ACTION ITEM:
Which lines in the data below contain the word "photo"? Pull each of them out.
*** Opening SUPPLIED ENTRIES ***
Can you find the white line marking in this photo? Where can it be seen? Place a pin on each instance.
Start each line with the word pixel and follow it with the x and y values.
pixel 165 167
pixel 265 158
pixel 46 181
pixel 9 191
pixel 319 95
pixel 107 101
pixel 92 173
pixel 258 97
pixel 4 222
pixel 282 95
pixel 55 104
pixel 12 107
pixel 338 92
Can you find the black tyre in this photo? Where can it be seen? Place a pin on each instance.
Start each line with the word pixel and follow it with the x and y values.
*** Closing SUPPLIED ENTRIES ***
*** Opening SUPPLIED ENTRIES ***
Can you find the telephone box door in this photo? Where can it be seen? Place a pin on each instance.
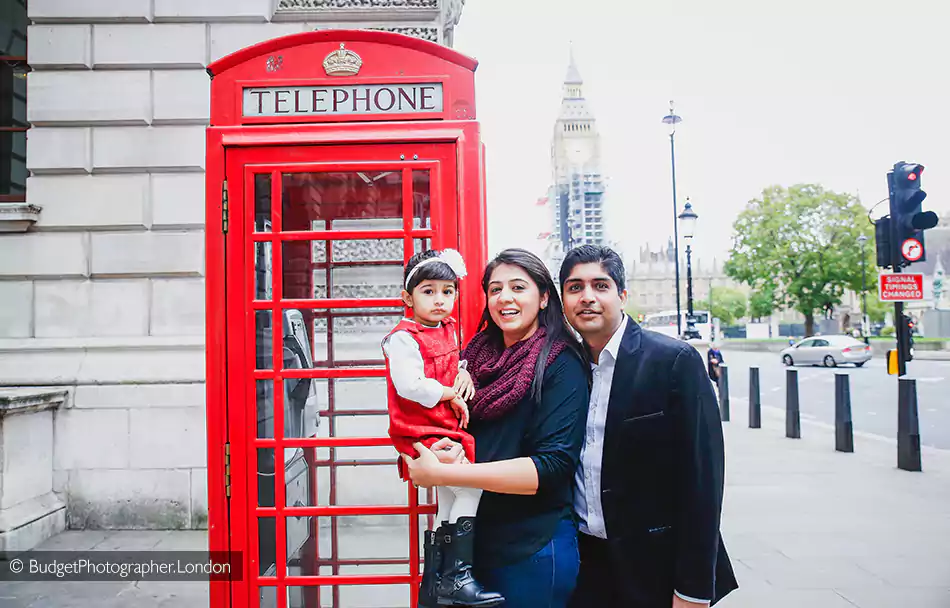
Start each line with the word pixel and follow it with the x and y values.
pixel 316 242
*** Closing SUPPLIED ENTRIES ***
RESPONSE FOR THIS EXERCISE:
Can you find the white line marking in this photo? Where can it be seen? Place a pin on each instance.
Can you find the black tyre in this photo? Where can it be seen? Place a pin on each instance.
Can you find the telephone box door in this photo? Where can it be seen? Place a pin on each instance.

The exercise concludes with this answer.